━━ DATA FOR THIS EXERCISE
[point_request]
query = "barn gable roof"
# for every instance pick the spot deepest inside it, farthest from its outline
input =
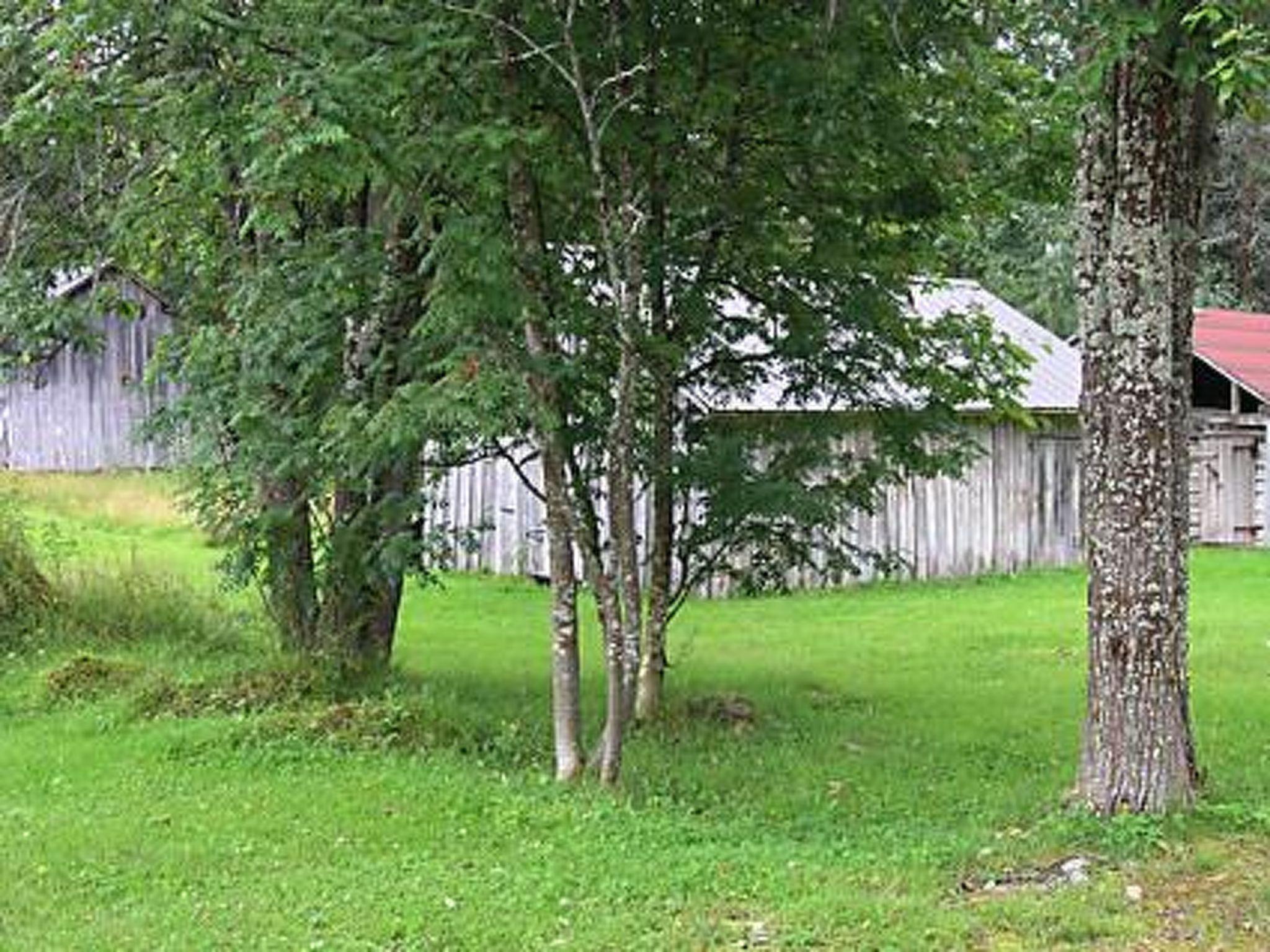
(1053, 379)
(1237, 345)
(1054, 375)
━━━━
Rewrite the rows with "gable" replaced by "hip" and everything else unchanged, leaving the pictures out of your answer.

EXERCISE ANSWER:
[point_request]
query = "barn hip roof"
# for every instance pick the spot deepest inside it, farthest from its outline
input =
(1053, 379)
(1237, 345)
(1054, 375)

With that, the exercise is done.